### Task objective
Repeat the records given below in full, with no changes.

### Natural-language object grounding data
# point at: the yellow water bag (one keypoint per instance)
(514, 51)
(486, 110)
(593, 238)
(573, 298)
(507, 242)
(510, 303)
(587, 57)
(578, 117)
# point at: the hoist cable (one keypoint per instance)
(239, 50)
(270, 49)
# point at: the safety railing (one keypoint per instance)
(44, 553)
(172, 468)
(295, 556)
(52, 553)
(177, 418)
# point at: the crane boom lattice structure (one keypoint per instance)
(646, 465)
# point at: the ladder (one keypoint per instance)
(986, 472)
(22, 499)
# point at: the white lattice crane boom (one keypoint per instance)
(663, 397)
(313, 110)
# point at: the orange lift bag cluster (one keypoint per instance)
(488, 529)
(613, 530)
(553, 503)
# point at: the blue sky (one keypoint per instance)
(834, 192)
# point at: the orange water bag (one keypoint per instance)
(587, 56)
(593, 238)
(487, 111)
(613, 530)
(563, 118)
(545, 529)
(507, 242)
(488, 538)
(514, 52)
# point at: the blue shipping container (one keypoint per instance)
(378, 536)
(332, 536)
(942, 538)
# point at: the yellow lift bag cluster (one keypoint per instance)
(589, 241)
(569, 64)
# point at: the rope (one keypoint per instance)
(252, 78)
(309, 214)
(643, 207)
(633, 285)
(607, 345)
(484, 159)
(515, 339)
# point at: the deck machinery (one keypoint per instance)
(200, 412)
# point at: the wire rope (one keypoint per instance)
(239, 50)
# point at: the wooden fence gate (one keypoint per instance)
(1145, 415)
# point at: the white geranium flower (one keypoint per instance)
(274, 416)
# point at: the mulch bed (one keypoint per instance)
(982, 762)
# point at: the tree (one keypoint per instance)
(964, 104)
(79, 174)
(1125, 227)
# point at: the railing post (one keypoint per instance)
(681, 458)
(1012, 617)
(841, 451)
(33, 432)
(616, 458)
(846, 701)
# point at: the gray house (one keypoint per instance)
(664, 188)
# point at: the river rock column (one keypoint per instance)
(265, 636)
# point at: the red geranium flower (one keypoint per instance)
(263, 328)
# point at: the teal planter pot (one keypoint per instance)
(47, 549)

### Solution to this task
# point at: the yellow water bag (one keypoint per instance)
(514, 51)
(486, 110)
(593, 238)
(573, 298)
(507, 242)
(510, 303)
(587, 57)
(578, 117)
# point at: the hoist cable (one keypoint per instance)
(239, 50)
(270, 49)
# point at: the safety railing (one keypoint per instance)
(44, 553)
(172, 468)
(295, 556)
(52, 553)
(177, 418)
# point at: the crane boom lattice structure (one keypoint per instance)
(646, 465)
# point at: the ladder (one keypoint per instance)
(986, 472)
(22, 499)
# point at: the white lattice crane boom (one keypoint per instance)
(663, 397)
(313, 110)
# point at: the orange lift bag cluster (one keypoint per instance)
(488, 529)
(613, 530)
(553, 503)
# point at: the blue sky (one keypoint per instance)
(834, 192)
# point at: the orange water bag (one keypoint per instance)
(587, 56)
(593, 238)
(487, 111)
(613, 530)
(563, 118)
(545, 529)
(507, 242)
(488, 538)
(514, 52)
# point at: the blue shipping container (one keypoint per instance)
(378, 536)
(332, 536)
(942, 538)
# point at: the yellow lift bag cluster (one keypoint per instance)
(589, 241)
(569, 64)
# point at: the rope (one keypoint per instance)
(252, 78)
(309, 214)
(643, 207)
(633, 285)
(607, 345)
(484, 159)
(515, 339)
# point at: the deck machinery (one keypoint per instance)
(200, 412)
# point at: the wire rope (one keypoint per instance)
(239, 50)
# point at: the wooden fence gate (one keypoint per instance)
(1145, 415)
# point at: the white geranium flower (one keypoint per instance)
(274, 416)
# point at: the mulch bed (one keypoint per instance)
(982, 762)
# point at: the tree (one keypoint per instance)
(964, 104)
(79, 174)
(1125, 227)
# point at: the railing post (one keypoint per instance)
(681, 458)
(1012, 617)
(841, 451)
(33, 432)
(616, 458)
(846, 701)
# point at: the gray house (one keypoint per instance)
(664, 188)
# point at: the river rock column (one keypoint per instance)
(265, 636)
# point at: the red geranium flower (one keypoint per instance)
(263, 328)
# point at: the teal planter pot (one keypoint per instance)
(47, 549)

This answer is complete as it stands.